→ Exercise input:
+++++
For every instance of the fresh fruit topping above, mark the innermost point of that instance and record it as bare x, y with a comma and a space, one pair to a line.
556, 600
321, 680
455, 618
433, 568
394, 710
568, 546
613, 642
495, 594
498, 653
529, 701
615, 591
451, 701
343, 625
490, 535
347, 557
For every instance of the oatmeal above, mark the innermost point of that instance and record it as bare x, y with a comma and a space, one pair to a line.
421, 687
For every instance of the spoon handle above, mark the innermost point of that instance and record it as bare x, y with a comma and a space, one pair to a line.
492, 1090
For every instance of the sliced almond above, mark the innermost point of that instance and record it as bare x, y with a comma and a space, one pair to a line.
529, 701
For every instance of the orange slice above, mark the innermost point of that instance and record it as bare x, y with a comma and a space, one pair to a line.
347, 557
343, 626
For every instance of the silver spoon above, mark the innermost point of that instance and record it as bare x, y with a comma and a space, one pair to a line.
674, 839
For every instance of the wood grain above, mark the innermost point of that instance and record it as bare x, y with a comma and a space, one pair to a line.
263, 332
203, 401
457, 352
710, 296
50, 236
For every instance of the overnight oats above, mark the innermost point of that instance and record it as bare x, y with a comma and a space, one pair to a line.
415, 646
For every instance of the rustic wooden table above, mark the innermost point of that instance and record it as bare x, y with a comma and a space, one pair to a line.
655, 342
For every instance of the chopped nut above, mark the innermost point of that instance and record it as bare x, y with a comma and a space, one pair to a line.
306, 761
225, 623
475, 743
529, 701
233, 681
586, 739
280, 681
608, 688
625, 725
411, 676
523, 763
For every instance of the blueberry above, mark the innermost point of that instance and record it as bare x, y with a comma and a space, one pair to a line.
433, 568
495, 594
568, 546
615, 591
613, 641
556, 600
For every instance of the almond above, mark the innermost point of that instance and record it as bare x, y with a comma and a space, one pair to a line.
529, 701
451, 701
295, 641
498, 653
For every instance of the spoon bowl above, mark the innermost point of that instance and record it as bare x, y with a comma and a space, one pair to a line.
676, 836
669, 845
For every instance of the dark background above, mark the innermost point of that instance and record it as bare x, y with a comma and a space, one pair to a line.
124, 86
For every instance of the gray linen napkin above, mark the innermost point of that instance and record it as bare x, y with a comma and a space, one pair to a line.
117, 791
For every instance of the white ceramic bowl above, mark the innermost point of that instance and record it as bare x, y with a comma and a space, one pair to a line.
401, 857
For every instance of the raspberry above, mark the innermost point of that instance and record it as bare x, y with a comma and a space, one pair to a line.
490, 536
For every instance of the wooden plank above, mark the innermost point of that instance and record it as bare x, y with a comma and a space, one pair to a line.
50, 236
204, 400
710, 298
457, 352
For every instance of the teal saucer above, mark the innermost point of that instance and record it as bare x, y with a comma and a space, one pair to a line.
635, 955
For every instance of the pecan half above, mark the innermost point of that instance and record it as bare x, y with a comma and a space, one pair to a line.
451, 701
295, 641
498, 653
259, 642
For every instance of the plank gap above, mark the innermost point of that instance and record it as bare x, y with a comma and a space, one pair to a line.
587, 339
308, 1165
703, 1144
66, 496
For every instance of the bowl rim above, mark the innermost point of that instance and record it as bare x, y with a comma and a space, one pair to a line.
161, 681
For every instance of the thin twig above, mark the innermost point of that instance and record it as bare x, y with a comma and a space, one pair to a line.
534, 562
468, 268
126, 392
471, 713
+++++
Counting the line that contains "For every instance of the pecan" as the first, copy exactly every line through the end of the records, and nothing else.

For every instance of the pecan half above, mark the innermost point of that instance and record it as bare x, y with a comma and a space, one pair to a line.
451, 701
295, 641
498, 653
259, 642
For every instance of the plank gap above, mark the innermost point of that instance and record it as bare x, y with a comma and a space, one pair to a line.
587, 339
308, 1165
703, 1144
66, 496
For every instance of the bowl rim above, mark the innermost point of that instance and record it as bare x, y with a comma and a space, one pair to a line.
161, 681
For every instance of the thin twig above, mark the innermost point of that instance and record it as bare x, y with a comma and a space, one pair to a line.
534, 562
468, 268
126, 392
471, 713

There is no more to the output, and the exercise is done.